### GIVEN EXERCISE
Identify each line in the material below that contains the word "fingers", matching case exactly, and copy those lines in full.

Excerpts of pointing data
◆ ◆ ◆ ◆

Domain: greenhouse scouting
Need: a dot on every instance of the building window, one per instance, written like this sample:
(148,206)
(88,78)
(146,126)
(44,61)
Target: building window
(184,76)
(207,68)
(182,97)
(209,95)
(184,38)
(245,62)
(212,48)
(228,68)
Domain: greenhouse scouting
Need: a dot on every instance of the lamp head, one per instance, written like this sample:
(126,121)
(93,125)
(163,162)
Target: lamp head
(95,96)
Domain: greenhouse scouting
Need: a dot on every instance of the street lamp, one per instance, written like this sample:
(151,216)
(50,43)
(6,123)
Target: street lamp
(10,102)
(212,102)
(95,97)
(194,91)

◆ ◆ ◆ ◆

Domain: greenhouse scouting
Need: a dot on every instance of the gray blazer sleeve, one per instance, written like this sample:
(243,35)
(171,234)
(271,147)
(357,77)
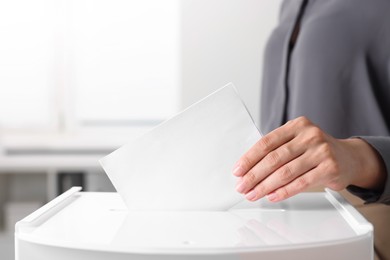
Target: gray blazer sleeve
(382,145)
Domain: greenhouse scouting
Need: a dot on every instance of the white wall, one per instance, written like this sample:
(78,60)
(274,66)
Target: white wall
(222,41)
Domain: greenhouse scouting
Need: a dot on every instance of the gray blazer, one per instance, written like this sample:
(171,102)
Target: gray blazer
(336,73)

◆ ◆ ◆ ◆

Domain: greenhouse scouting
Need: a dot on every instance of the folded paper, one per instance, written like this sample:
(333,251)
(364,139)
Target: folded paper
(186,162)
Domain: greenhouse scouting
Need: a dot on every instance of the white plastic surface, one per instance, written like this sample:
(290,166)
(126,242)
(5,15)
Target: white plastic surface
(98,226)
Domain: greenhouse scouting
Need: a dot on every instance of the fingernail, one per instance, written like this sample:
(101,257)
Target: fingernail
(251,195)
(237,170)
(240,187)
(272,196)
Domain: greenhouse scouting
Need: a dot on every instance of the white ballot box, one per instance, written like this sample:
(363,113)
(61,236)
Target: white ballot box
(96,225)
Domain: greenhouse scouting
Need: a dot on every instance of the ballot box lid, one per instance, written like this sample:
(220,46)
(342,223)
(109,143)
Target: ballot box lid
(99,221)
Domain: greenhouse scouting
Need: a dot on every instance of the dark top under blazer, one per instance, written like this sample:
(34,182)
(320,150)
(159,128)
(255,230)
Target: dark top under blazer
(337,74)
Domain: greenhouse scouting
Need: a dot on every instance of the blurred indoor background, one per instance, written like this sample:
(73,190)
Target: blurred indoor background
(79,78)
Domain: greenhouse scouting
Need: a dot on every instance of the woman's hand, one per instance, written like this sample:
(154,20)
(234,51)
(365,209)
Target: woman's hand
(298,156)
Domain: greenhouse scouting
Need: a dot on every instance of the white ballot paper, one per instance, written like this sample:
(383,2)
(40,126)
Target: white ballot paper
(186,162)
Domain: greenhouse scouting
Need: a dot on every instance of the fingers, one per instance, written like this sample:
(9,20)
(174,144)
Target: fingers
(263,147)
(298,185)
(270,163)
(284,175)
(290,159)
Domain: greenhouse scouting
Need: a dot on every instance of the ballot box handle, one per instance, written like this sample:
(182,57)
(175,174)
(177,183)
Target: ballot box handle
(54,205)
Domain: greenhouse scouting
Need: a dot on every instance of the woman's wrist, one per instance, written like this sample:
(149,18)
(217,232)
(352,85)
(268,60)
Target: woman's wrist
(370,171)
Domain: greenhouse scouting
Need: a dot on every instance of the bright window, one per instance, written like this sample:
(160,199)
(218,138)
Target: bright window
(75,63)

◆ ◆ ◆ ◆

### FINISHED ANSWER
Need: a dot on every instance of the fingers, one per instance, written like this sample:
Target: fingers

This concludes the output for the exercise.